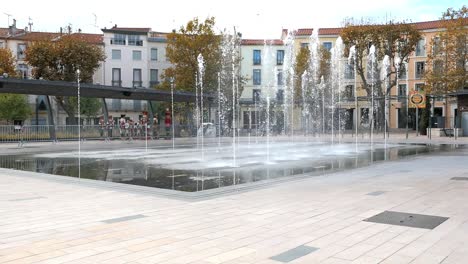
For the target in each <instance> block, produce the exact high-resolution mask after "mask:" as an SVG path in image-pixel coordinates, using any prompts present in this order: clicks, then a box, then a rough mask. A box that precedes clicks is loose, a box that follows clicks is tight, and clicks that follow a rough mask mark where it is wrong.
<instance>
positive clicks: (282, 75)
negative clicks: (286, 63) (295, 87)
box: [276, 70, 284, 86]
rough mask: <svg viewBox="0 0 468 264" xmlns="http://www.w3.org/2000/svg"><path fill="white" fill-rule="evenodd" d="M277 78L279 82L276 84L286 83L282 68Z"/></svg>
mask: <svg viewBox="0 0 468 264" xmlns="http://www.w3.org/2000/svg"><path fill="white" fill-rule="evenodd" d="M276 78H277V83H276V84H277V85H278V86H281V85H284V78H283V71H282V70H278V73H277V75H276Z"/></svg>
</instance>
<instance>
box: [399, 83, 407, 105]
mask: <svg viewBox="0 0 468 264" xmlns="http://www.w3.org/2000/svg"><path fill="white" fill-rule="evenodd" d="M405 101H406V84H400V85H398V102H405Z"/></svg>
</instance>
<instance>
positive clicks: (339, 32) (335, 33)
mask: <svg viewBox="0 0 468 264" xmlns="http://www.w3.org/2000/svg"><path fill="white" fill-rule="evenodd" d="M341 30H342V28H319V33H318V34H319V35H339V34H340V33H341Z"/></svg>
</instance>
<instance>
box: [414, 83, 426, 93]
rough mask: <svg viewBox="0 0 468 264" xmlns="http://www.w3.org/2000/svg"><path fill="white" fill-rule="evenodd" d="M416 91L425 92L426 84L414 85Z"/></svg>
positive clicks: (415, 90)
mask: <svg viewBox="0 0 468 264" xmlns="http://www.w3.org/2000/svg"><path fill="white" fill-rule="evenodd" d="M414 90H415V91H417V92H422V91H424V83H417V84H415V85H414Z"/></svg>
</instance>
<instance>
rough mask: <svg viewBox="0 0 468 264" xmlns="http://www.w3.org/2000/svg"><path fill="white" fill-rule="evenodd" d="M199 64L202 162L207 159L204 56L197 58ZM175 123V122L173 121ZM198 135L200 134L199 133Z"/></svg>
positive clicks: (201, 148) (198, 79)
mask: <svg viewBox="0 0 468 264" xmlns="http://www.w3.org/2000/svg"><path fill="white" fill-rule="evenodd" d="M197 62H198V85H197V86H199V87H200V110H201V119H200V120H201V128H199V129H200V130H201V153H202V160H204V159H205V153H204V146H203V143H204V142H203V140H204V137H205V136H204V132H205V131H204V125H203V76H204V75H205V61H204V60H203V56H202V55H201V53H200V54H198V57H197ZM172 123H174V120H173V121H172ZM197 134H198V132H197Z"/></svg>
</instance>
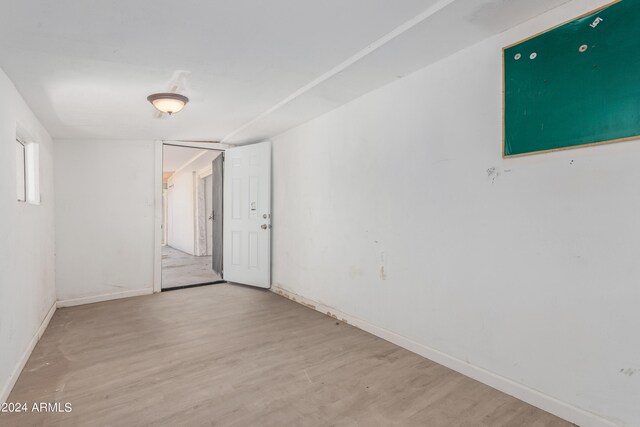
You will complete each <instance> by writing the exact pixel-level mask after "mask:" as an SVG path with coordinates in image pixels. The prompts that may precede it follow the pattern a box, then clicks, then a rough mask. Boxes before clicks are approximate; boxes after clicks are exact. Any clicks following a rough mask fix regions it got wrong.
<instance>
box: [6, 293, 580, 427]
mask: <svg viewBox="0 0 640 427" xmlns="http://www.w3.org/2000/svg"><path fill="white" fill-rule="evenodd" d="M8 401H9V402H28V403H29V405H31V403H33V402H62V403H63V404H64V403H65V402H70V403H71V404H72V407H73V410H72V412H70V413H61V414H50V413H49V414H47V413H20V414H0V425H2V426H83V427H84V426H146V425H153V426H278V427H281V426H364V427H370V426H429V427H438V426H492V427H494V426H496V427H497V426H569V425H571V424H569V423H567V422H565V421H562V420H560V419H558V418H556V417H554V416H552V415H550V414H548V413H546V412H544V411H542V410H540V409H537V408H534V407H532V406H530V405H528V404H525V403H523V402H521V401H519V400H517V399H515V398H513V397H510V396H507V395H505V394H503V393H501V392H499V391H496V390H494V389H492V388H490V387H487V386H485V385H483V384H480V383H479V382H477V381H474V380H472V379H469V378H467V377H464V376H462V375H460V374H457V373H455V372H453V371H451V370H449V369H447V368H445V367H443V366H441V365H438V364H436V363H434V362H431V361H429V360H427V359H424V358H422V357H420V356H418V355H415V354H413V353H411V352H409V351H407V350H404V349H402V348H399V347H397V346H396V345H393V344H391V343H389V342H386V341H384V340H382V339H379V338H377V337H375V336H373V335H370V334H368V333H366V332H363V331H361V330H359V329H356V328H354V327H351V326H349V325H346V324H344V323H342V322H338V321H336V320H335V319H332V318H330V317H328V316H324V315H323V314H321V313H318V312H315V311H313V310H311V309H309V308H306V307H303V306H301V305H298V304H296V303H295V302H292V301H289V300H287V299H285V298H283V297H280V296H278V295H275V294H273V293H271V292H268V291H262V290H257V289H252V288H247V287H241V286H236V285H227V284H221V285H213V286H206V287H201V288H192V289H184V290H178V291H173V292H166V293H162V294H155V295H148V296H142V297H136V298H129V299H123V300H116V301H109V302H103V303H97V304H91V305H85V306H78V307H70V308H63V309H59V310H58V311H57V312H56V313H55V315H54V317H53V319H52V320H51V323H50V325H49V327H48V329H47V330H46V332H45V334H44V336H43V337H42V339H41V340H40V342H39V343H38V345H37V346H36V348H35V350H34V352H33V354H32V356H31V358H30V359H29V361H28V363H27V365H26V367H25V369H24V371H23V372H22V375H20V378H19V380H18V382H17V384H16V386H15V387H14V389H13V392H12V393H11V395H10V396H9V399H8Z"/></svg>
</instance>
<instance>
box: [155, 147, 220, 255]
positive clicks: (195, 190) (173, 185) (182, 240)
__________
# Task description
Exactly restate the lines from the beginning of the data through the line with "64L202 162L207 159L204", and no others, keeping pictures out.

# Solution for this task
For the target in each <instance> block, produce the exact high-resolution mask after "mask:" as an SVG path in image-pixel coordinates, using any prompts present in this order: clicks, then a box, then a rough mask. A box that precedes clicks is loose, a box that follows clicks is tight, and clicks that follow a rough mask mark where it is wrong.
<instance>
positive clicks: (282, 75)
negative clicks: (286, 63) (295, 87)
box: [276, 70, 284, 86]
rough mask: <svg viewBox="0 0 468 264" xmlns="http://www.w3.org/2000/svg"><path fill="white" fill-rule="evenodd" d="M277 78L279 82L276 84L286 83L282 68Z"/></svg>
mask: <svg viewBox="0 0 468 264" xmlns="http://www.w3.org/2000/svg"><path fill="white" fill-rule="evenodd" d="M276 78H277V83H276V84H277V85H278V86H281V85H284V78H283V71H282V70H278V73H277V75H276Z"/></svg>
</instance>
<instance>
box: [399, 83, 407, 105]
mask: <svg viewBox="0 0 468 264" xmlns="http://www.w3.org/2000/svg"><path fill="white" fill-rule="evenodd" d="M405 101H406V84H400V85H398V102H405Z"/></svg>
</instance>
<instance>
positive clicks: (339, 32) (335, 33)
mask: <svg viewBox="0 0 468 264" xmlns="http://www.w3.org/2000/svg"><path fill="white" fill-rule="evenodd" d="M341 30H342V28H319V33H318V34H319V35H339V34H340V33H341Z"/></svg>
</instance>
<instance>
box: [414, 83, 426, 93]
rough mask: <svg viewBox="0 0 468 264" xmlns="http://www.w3.org/2000/svg"><path fill="white" fill-rule="evenodd" d="M416 91L425 92L426 84L414 85Z"/></svg>
positive clicks: (415, 90)
mask: <svg viewBox="0 0 468 264" xmlns="http://www.w3.org/2000/svg"><path fill="white" fill-rule="evenodd" d="M414 90H415V91H417V92H422V91H424V83H417V84H415V85H414Z"/></svg>
</instance>
<instance>
rough mask: <svg viewBox="0 0 468 264" xmlns="http://www.w3.org/2000/svg"><path fill="white" fill-rule="evenodd" d="M199 64L202 162L207 159L204 56L197 58ZM175 123V122L173 121ZM198 135L200 134L199 133Z"/></svg>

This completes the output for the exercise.